TO DO:
Send each entry back exactly as given, pictures excluded.

Lines of data:
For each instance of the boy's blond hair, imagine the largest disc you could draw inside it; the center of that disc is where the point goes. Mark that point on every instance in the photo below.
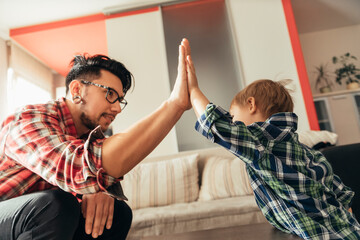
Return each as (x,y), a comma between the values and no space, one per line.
(270,97)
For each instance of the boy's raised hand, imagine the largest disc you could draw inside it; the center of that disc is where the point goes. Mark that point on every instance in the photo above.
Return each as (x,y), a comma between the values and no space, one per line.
(191,75)
(180,93)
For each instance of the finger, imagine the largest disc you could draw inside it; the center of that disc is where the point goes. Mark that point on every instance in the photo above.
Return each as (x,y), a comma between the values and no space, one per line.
(190,64)
(97,220)
(104,217)
(89,220)
(181,66)
(83,207)
(186,44)
(110,215)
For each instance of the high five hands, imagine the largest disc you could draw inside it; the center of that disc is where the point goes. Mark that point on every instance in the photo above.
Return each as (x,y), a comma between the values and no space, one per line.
(186,81)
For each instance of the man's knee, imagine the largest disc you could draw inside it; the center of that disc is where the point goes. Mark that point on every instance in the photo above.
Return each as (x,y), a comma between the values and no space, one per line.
(123,212)
(60,204)
(57,210)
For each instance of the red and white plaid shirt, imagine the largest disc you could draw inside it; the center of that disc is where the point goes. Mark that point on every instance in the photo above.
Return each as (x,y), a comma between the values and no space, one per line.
(40,149)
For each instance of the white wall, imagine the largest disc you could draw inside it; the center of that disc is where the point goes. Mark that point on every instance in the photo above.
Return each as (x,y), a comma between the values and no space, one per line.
(264,46)
(319,48)
(138,42)
(3,79)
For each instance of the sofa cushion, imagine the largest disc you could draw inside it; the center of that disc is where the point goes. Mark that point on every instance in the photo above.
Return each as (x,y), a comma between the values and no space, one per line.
(195,216)
(310,138)
(162,183)
(224,177)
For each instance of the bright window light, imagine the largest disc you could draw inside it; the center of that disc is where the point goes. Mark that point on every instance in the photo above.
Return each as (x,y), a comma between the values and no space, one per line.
(22,92)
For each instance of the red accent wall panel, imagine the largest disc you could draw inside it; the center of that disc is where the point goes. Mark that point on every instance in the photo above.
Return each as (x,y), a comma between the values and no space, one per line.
(56,43)
(300,65)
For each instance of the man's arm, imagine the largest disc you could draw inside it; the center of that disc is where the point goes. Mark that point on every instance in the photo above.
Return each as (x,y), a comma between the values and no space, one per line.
(121,152)
(197,98)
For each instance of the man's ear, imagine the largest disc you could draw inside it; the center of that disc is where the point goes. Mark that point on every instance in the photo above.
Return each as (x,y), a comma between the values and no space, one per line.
(74,88)
(251,105)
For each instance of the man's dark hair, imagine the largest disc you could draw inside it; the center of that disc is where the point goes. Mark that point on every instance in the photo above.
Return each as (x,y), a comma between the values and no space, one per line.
(88,68)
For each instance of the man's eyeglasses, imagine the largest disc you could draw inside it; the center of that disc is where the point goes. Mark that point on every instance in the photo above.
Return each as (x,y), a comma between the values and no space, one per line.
(111,95)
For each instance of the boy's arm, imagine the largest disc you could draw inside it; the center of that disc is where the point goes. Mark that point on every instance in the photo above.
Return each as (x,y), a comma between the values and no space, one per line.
(197,98)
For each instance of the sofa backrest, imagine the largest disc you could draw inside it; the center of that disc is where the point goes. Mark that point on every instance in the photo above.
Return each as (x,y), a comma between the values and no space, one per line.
(204,154)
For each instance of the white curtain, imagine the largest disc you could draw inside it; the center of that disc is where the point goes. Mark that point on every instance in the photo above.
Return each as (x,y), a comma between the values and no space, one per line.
(3,79)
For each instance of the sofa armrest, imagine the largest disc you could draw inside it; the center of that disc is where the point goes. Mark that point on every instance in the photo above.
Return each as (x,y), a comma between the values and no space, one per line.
(345,160)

THE OUTPUT:
For each instance of the boy's blond hair, imagine the largest disc you could draw inside it; the center of that disc is where the point goes. Mark that point on every instance in the photo below.
Return each as (x,y), a comma between the values and no space, one per line.
(270,97)
For each instance of the boy's raised hand, imagine the largest disc you could draw inside it; the center of that disc is where the point goes. Mark that point on every instance in the photo above.
Return each as (x,y), a comma between the values and no space, one per line.
(191,75)
(180,93)
For each instance of the finger, imagine the largest disc you could draw inside it; the center of that disc is where the point goes. Mark that point on every instance in the photo above.
Return each as (x,y), a comma between the values and no space, one per line.
(190,64)
(97,220)
(104,217)
(89,220)
(181,66)
(83,207)
(186,44)
(110,215)
For each instance of the high five hands, imagine the largest disc you could draw inside it; the center of that disc is where the point goes. Mark that point on every instance in the photo above.
Return each as (x,y), a comma between the values and no space, one per line.
(186,81)
For each instance of the man's knee, imagine the largest disc you could draw inside it; the center of that disc is where the point goes. Mark that point on every instance in the photo above.
Return each as (x,y), a comma between the values and no space, one per line.
(123,212)
(60,204)
(57,210)
For each instance of the red and white plaid shirt, imagine the largest disc you could draw inside it; the center of that disc is where the point goes. Mark that point on every instance in the photo above.
Return each as (x,y), a comma between the values and no space, one per line.
(40,149)
For each instance of the white wall, imagine the largest disc you could draw inside it; the center of that disc is where the point goes. Mark that point on every instance in the photo above.
Return each as (x,y), a comma between the values and no space, one per line.
(264,46)
(319,48)
(138,42)
(3,79)
For each instance of the sofa cushion, imagine the largest disc you could draw inside it; the center of that disc is where the point goes. Mark that point on every instance in the photo above.
Return each as (x,y), a comma between the values and no space, one per line.
(195,216)
(310,138)
(162,183)
(224,177)
For each instance of the bright window light, imagine the largest disc you could draw inside it; the center of that disc is where the point goes. Mark that point on every instance in the photo above.
Return each as (x,y), a comma between the values and no space, one per line.
(22,92)
For each instance of the red accent wall panel, imagine the largest disc you could draw inside it; the center of that disc is where the point goes. Mark that point on every instance in the photo above.
Return each as (x,y), a comma between the values and no space, one per line.
(56,43)
(300,65)
For each instance of the man's arm, imagine the largest disc you could draw inside it; the center of that disc is where the point goes. Mark that point on every instance in the photo above.
Return each as (x,y), a comma between the values and no space, one per line.
(121,152)
(197,98)
For each instance of the man's ear, imagine the largest disc you could draw inside it; the center of that disc is where the point goes. Mark that point on every instance in the photo above.
Return each as (x,y), a comma between the values and no space, one per line.
(74,88)
(251,105)
For each instance of the man's dark hair, imagine the largest disc you could draw inside it; the center of that disc is where the point goes. Mark that point on every instance in the photo above.
Return each as (x,y), a comma between the values and no space, one per line.
(88,68)
For each instance of the man's eyeglasses, imagine the largest disc you could draw inside it; the center of that disc is where the point goes. Mark that point on every instance in the photo above.
Return each as (x,y), a comma between the values and no space, one per line.
(111,95)
For each instance of the boy's arm, imagine the largest disc you could draw inside it; the center of that disc is where the point goes. Mark that point on every instance in the photo above.
Return each as (x,y), a comma between the values and no space, one per line.
(197,98)
For each instance of the sofa backrest, imagine the largest disc you could draw inside it; the center of that disc is where the point goes. Mark that point on every instance in the photo above.
Return each as (x,y), a comma between the values and no space, one per line.
(204,154)
For each instance of the white curtain, imagine the largest disc you could draw inside it; the center of that disc is where the point goes. Mark that point on every instance in the photo above.
Return each as (x,y), a comma between the values and no space, one per line.
(3,79)
For each instance of the sofa armrest, imagine the largest disc you could draw inside it; the center of that disc is where the point goes. Mark that point on every instance in the photo above.
Return each as (x,y), a comma between the values and no space, one per line.
(345,160)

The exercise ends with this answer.